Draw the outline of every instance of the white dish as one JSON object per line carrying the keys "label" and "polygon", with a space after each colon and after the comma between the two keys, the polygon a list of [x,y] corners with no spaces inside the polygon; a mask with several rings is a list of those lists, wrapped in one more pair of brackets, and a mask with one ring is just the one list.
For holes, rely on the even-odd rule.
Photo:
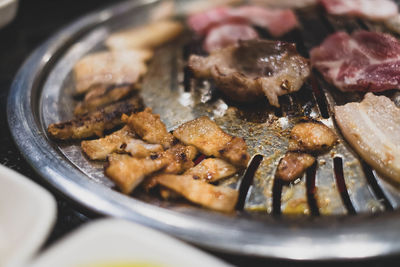
{"label": "white dish", "polygon": [[230,266],[161,232],[119,219],[85,225],[40,255],[30,267]]}
{"label": "white dish", "polygon": [[0,165],[0,266],[23,266],[43,244],[55,215],[52,195]]}
{"label": "white dish", "polygon": [[0,0],[0,28],[14,19],[17,9],[18,0]]}

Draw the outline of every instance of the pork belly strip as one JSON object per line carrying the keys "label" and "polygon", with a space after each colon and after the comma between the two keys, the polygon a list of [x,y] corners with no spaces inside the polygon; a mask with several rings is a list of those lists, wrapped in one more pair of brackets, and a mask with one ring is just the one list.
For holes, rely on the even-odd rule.
{"label": "pork belly strip", "polygon": [[197,78],[214,80],[232,100],[251,102],[266,96],[276,107],[278,96],[300,90],[310,75],[308,60],[294,44],[267,40],[240,41],[207,57],[192,55],[188,66]]}
{"label": "pork belly strip", "polygon": [[204,155],[223,158],[241,168],[245,168],[250,159],[243,138],[225,133],[206,116],[182,124],[173,134],[182,143],[195,146]]}
{"label": "pork belly strip", "polygon": [[133,158],[126,154],[112,154],[108,157],[105,174],[121,191],[130,194],[145,177],[161,170],[168,164],[163,158]]}
{"label": "pork belly strip", "polygon": [[275,177],[285,182],[301,178],[304,172],[315,162],[315,158],[306,153],[288,152],[279,161]]}
{"label": "pork belly strip", "polygon": [[83,101],[76,105],[74,115],[83,115],[122,100],[136,88],[132,84],[99,85],[87,92]]}
{"label": "pork belly strip", "polygon": [[153,114],[151,108],[146,108],[144,111],[132,114],[130,117],[123,116],[122,120],[146,142],[160,144],[165,149],[174,144],[173,135],[167,131],[167,127],[161,121],[160,115]]}
{"label": "pork belly strip", "polygon": [[390,0],[319,0],[329,14],[383,20],[398,14],[397,5]]}
{"label": "pork belly strip", "polygon": [[383,175],[400,182],[400,109],[385,96],[335,107],[335,119],[358,154]]}
{"label": "pork belly strip", "polygon": [[136,139],[129,126],[124,126],[103,138],[82,141],[81,148],[91,160],[105,160],[114,152],[127,152],[133,157],[145,158],[163,151],[161,145],[147,144]]}
{"label": "pork belly strip", "polygon": [[77,94],[95,86],[134,84],[147,72],[146,61],[153,56],[150,50],[104,51],[85,56],[74,68]]}
{"label": "pork belly strip", "polygon": [[122,114],[143,109],[142,100],[133,97],[66,122],[53,123],[47,128],[51,138],[58,140],[84,139],[102,136],[105,130],[122,125]]}
{"label": "pork belly strip", "polygon": [[194,166],[193,160],[196,155],[197,149],[194,146],[176,144],[153,157],[158,156],[168,162],[165,173],[181,174]]}
{"label": "pork belly strip", "polygon": [[189,201],[217,211],[233,211],[239,196],[238,191],[232,188],[195,180],[192,175],[161,174],[155,176],[155,179]]}
{"label": "pork belly strip", "polygon": [[236,172],[237,169],[232,164],[222,159],[209,158],[187,170],[185,175],[192,175],[195,179],[212,183],[232,176]]}
{"label": "pork belly strip", "polygon": [[112,50],[151,49],[175,39],[182,31],[180,22],[162,20],[114,33],[108,37],[106,45]]}
{"label": "pork belly strip", "polygon": [[378,32],[338,32],[310,52],[311,63],[342,91],[400,88],[400,42]]}

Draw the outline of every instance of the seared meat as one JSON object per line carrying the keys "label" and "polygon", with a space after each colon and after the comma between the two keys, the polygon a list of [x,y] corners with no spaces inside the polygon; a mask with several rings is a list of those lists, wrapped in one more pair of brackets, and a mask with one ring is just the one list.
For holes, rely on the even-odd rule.
{"label": "seared meat", "polygon": [[151,108],[146,108],[130,117],[123,116],[122,120],[146,142],[160,144],[165,149],[174,144],[174,137],[167,131],[167,127],[160,120],[160,115],[153,114]]}
{"label": "seared meat", "polygon": [[234,175],[237,172],[235,166],[222,159],[209,158],[201,161],[195,167],[187,170],[185,175],[193,175],[195,179],[206,182],[216,182],[220,179]]}
{"label": "seared meat", "polygon": [[194,146],[182,144],[174,145],[168,150],[161,152],[159,156],[168,162],[165,173],[181,174],[194,166],[193,160],[197,155]]}
{"label": "seared meat", "polygon": [[400,109],[385,96],[335,107],[344,137],[373,168],[400,182]]}
{"label": "seared meat", "polygon": [[306,153],[288,152],[279,161],[276,177],[285,182],[301,178],[304,172],[315,162],[315,158]]}
{"label": "seared meat", "polygon": [[133,158],[126,154],[112,154],[108,157],[105,174],[113,180],[121,191],[130,194],[146,176],[164,168],[168,162],[159,159]]}
{"label": "seared meat", "polygon": [[91,89],[83,99],[75,107],[74,114],[76,116],[83,115],[98,108],[107,106],[108,104],[115,103],[129,95],[135,87],[131,84],[99,85]]}
{"label": "seared meat", "polygon": [[249,0],[250,4],[279,8],[303,8],[317,4],[318,0]]}
{"label": "seared meat", "polygon": [[205,116],[182,124],[173,134],[182,143],[195,146],[204,155],[223,158],[238,167],[246,167],[250,159],[243,138],[225,133]]}
{"label": "seared meat", "polygon": [[149,50],[98,52],[85,56],[74,66],[76,93],[96,86],[134,84],[147,72],[145,61],[153,56]]}
{"label": "seared meat", "polygon": [[337,142],[336,134],[322,123],[302,122],[290,132],[289,150],[324,152]]}
{"label": "seared meat", "polygon": [[300,90],[310,75],[308,61],[294,44],[267,40],[241,41],[208,57],[192,55],[189,67],[197,78],[213,79],[235,101],[254,101],[265,95],[276,107],[278,96]]}
{"label": "seared meat", "polygon": [[163,20],[112,34],[106,40],[108,48],[151,49],[175,39],[183,30],[180,22]]}
{"label": "seared meat", "polygon": [[121,146],[134,138],[135,134],[129,126],[124,126],[121,130],[113,132],[106,137],[82,141],[81,148],[91,160],[105,160],[108,155],[122,151]]}
{"label": "seared meat", "polygon": [[94,135],[102,136],[122,124],[122,114],[132,114],[143,109],[140,98],[133,97],[112,104],[67,122],[53,123],[47,128],[51,138],[59,140],[84,139]]}
{"label": "seared meat", "polygon": [[155,179],[159,184],[174,190],[189,201],[209,209],[231,212],[238,200],[238,191],[195,180],[192,175],[161,174]]}

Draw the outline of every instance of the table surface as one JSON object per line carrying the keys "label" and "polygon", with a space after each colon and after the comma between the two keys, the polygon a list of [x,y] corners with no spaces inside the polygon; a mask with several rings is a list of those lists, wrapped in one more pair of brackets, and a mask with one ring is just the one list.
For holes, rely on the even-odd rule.
{"label": "table surface", "polygon": [[[121,1],[121,0],[118,0]],[[18,68],[29,54],[42,42],[61,27],[78,17],[101,7],[118,2],[117,0],[81,0],[79,5],[74,1],[56,0],[20,0],[16,19],[0,29],[0,164],[8,166],[53,192],[57,199],[58,217],[55,227],[46,241],[46,249],[54,241],[78,228],[98,215],[91,214],[83,207],[57,195],[34,172],[24,160],[13,143],[7,124],[6,104],[11,82]],[[301,244],[299,244],[301,246]],[[236,266],[313,266],[321,262],[278,261],[271,259],[254,259],[235,255],[210,252]],[[290,251],[288,251],[290,253]],[[323,262],[324,266],[344,264],[348,266],[398,266],[400,257],[378,258],[363,261]]]}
------------------------------------------------------------
What you should do —
Each entry needs to be retyped exactly; the pictures stay out.

Task response —
Draw the outline of every instance of the white dish as one JSON object per line carrying the keys "label" and "polygon", with a space after each colon and after the comma between the two keys, the polygon a list of [x,y] corners with no spaces inside the polygon; a mask with several rings is a list of those lists, wrapped in one more pair of brackets, and a mask with one ring is just the one list.
For holes, rely on the even-odd rule.
Photo:
{"label": "white dish", "polygon": [[230,266],[161,232],[119,219],[85,225],[40,255],[30,267]]}
{"label": "white dish", "polygon": [[0,165],[0,266],[23,266],[43,244],[55,215],[52,195]]}
{"label": "white dish", "polygon": [[0,0],[0,28],[14,19],[17,9],[18,0]]}

Draw the outline of every instance of the pork belly strip as one JSON object per line carrying the keys "label" and "polygon", with a space after each colon and after the comma between the two keys, the polygon a list of [x,y] corners with no spaces inside the polygon; a mask with several rings is a list of those lists, wrapped in one more pair of brackets, and a mask with one ring is just the one list.
For holes, rely on the even-odd rule.
{"label": "pork belly strip", "polygon": [[197,78],[214,80],[232,100],[251,102],[266,96],[276,107],[278,96],[300,90],[310,75],[308,60],[294,44],[267,40],[240,41],[207,57],[192,55],[188,66]]}
{"label": "pork belly strip", "polygon": [[204,155],[223,158],[241,168],[245,168],[250,159],[243,138],[225,133],[206,116],[182,124],[173,134],[182,143],[195,146]]}
{"label": "pork belly strip", "polygon": [[133,158],[126,154],[112,154],[108,157],[105,174],[121,191],[130,194],[145,177],[161,170],[168,164],[163,158]]}
{"label": "pork belly strip", "polygon": [[275,177],[285,182],[301,178],[304,172],[315,162],[315,158],[306,153],[288,152],[279,161]]}
{"label": "pork belly strip", "polygon": [[83,101],[76,105],[74,115],[83,115],[122,100],[136,88],[132,84],[99,85],[87,92]]}
{"label": "pork belly strip", "polygon": [[153,114],[151,108],[146,108],[144,111],[132,114],[130,117],[123,116],[122,120],[146,142],[160,144],[165,149],[174,144],[173,135],[167,131],[167,127],[161,121],[160,115]]}
{"label": "pork belly strip", "polygon": [[390,0],[319,0],[329,14],[383,20],[398,14],[397,5]]}
{"label": "pork belly strip", "polygon": [[383,175],[400,182],[400,109],[385,96],[335,107],[335,119],[358,154]]}
{"label": "pork belly strip", "polygon": [[136,139],[129,126],[124,126],[103,138],[82,141],[81,148],[91,160],[105,160],[114,152],[127,152],[133,157],[145,158],[163,151],[161,145],[147,144]]}
{"label": "pork belly strip", "polygon": [[77,94],[95,86],[134,84],[147,72],[146,61],[153,56],[150,50],[104,51],[85,56],[74,68]]}
{"label": "pork belly strip", "polygon": [[122,114],[143,109],[142,100],[133,97],[66,122],[53,123],[47,128],[51,138],[58,140],[84,139],[102,136],[105,130],[122,125]]}
{"label": "pork belly strip", "polygon": [[194,166],[193,160],[196,155],[197,149],[194,146],[176,144],[153,157],[158,156],[168,162],[165,173],[181,174]]}
{"label": "pork belly strip", "polygon": [[189,201],[217,211],[233,211],[239,196],[238,191],[232,188],[195,180],[192,175],[161,174],[155,176],[155,179]]}
{"label": "pork belly strip", "polygon": [[236,172],[237,169],[232,164],[222,159],[209,158],[187,170],[185,175],[192,175],[195,179],[212,183],[232,176]]}
{"label": "pork belly strip", "polygon": [[112,50],[151,49],[175,39],[182,31],[180,22],[162,20],[114,33],[108,37],[106,45]]}
{"label": "pork belly strip", "polygon": [[378,32],[338,32],[310,52],[311,63],[342,91],[400,88],[400,42]]}

Draw the outline of every instance of the seared meat as one JSON object per line carrying the keys "label" and "polygon", with a space after each colon and after the comma between the two keys, the polygon a list of [x,y] corners with no spaces inside the polygon; a mask with several rings is a list of those lists, wrapped in one more pair of brackets, and a mask with one ring is just the one list.
For holes, rely on the even-odd rule.
{"label": "seared meat", "polygon": [[151,108],[146,108],[130,117],[123,116],[122,120],[146,142],[160,144],[165,149],[174,144],[174,137],[167,131],[167,127],[160,120],[160,115],[153,114]]}
{"label": "seared meat", "polygon": [[234,175],[237,172],[235,166],[222,159],[209,158],[201,161],[195,167],[187,170],[185,175],[193,175],[195,179],[206,182],[216,182],[220,179]]}
{"label": "seared meat", "polygon": [[194,146],[182,144],[174,145],[168,150],[161,152],[159,156],[168,162],[165,173],[181,174],[194,166],[193,160],[197,155]]}
{"label": "seared meat", "polygon": [[400,109],[385,96],[335,107],[344,137],[373,168],[400,182]]}
{"label": "seared meat", "polygon": [[306,153],[288,152],[279,161],[276,177],[285,182],[301,178],[304,172],[315,162],[315,158]]}
{"label": "seared meat", "polygon": [[133,158],[126,154],[112,154],[108,157],[105,174],[113,180],[121,191],[130,194],[146,176],[164,168],[168,162],[159,159]]}
{"label": "seared meat", "polygon": [[91,89],[83,99],[75,107],[74,114],[76,116],[83,115],[98,108],[107,106],[108,104],[115,103],[129,95],[135,87],[131,84],[99,85]]}
{"label": "seared meat", "polygon": [[249,0],[250,4],[279,8],[303,8],[317,4],[318,0]]}
{"label": "seared meat", "polygon": [[205,116],[182,124],[173,134],[182,143],[195,146],[204,155],[223,158],[238,167],[246,167],[250,159],[243,138],[225,133]]}
{"label": "seared meat", "polygon": [[149,50],[98,52],[85,56],[74,66],[76,93],[96,86],[134,84],[147,72],[145,61],[153,56]]}
{"label": "seared meat", "polygon": [[337,142],[336,134],[322,123],[302,122],[290,132],[289,150],[324,152]]}
{"label": "seared meat", "polygon": [[300,90],[310,75],[308,61],[294,44],[267,40],[241,41],[208,57],[192,55],[189,67],[197,78],[213,79],[235,101],[254,101],[265,95],[276,107],[278,96]]}
{"label": "seared meat", "polygon": [[163,20],[112,34],[106,40],[108,48],[151,49],[175,39],[183,30],[180,22]]}
{"label": "seared meat", "polygon": [[121,146],[134,138],[135,134],[129,126],[124,126],[121,130],[113,132],[106,137],[82,141],[81,148],[91,160],[105,160],[108,155],[122,151]]}
{"label": "seared meat", "polygon": [[94,135],[102,136],[122,124],[122,114],[132,114],[143,109],[140,98],[133,97],[112,104],[67,122],[53,123],[47,128],[51,138],[59,140],[84,139]]}
{"label": "seared meat", "polygon": [[155,179],[159,184],[174,190],[189,201],[209,209],[231,212],[238,200],[238,191],[195,180],[192,175],[161,174]]}

Draw the outline of every instance of the table surface as one JSON object per line carrying the keys "label" and "polygon", with a space after each colon and after the comma between the two keys, the polygon a list of [x,y] corners with no spaces inside the polygon; a mask with several rings is a list of those lists, wrapped in one more pair of brackets, and a mask with one ring is just the one list.
For holes, rely on the even-odd rule.
{"label": "table surface", "polygon": [[[121,1],[121,0],[118,0]],[[18,68],[29,54],[42,42],[61,27],[78,17],[101,7],[118,2],[117,0],[81,0],[79,5],[74,1],[56,0],[20,0],[16,19],[0,29],[0,164],[8,166],[53,192],[57,199],[58,217],[55,227],[46,241],[46,249],[54,241],[78,228],[98,215],[91,214],[83,207],[57,195],[34,172],[24,160],[13,143],[7,124],[6,104],[11,82]],[[301,244],[299,244],[301,246]],[[236,266],[313,266],[321,262],[278,261],[271,259],[254,259],[235,255],[210,252]],[[290,251],[288,251],[290,253]],[[323,262],[324,266],[344,264],[348,266],[398,266],[400,257],[378,258],[363,261]]]}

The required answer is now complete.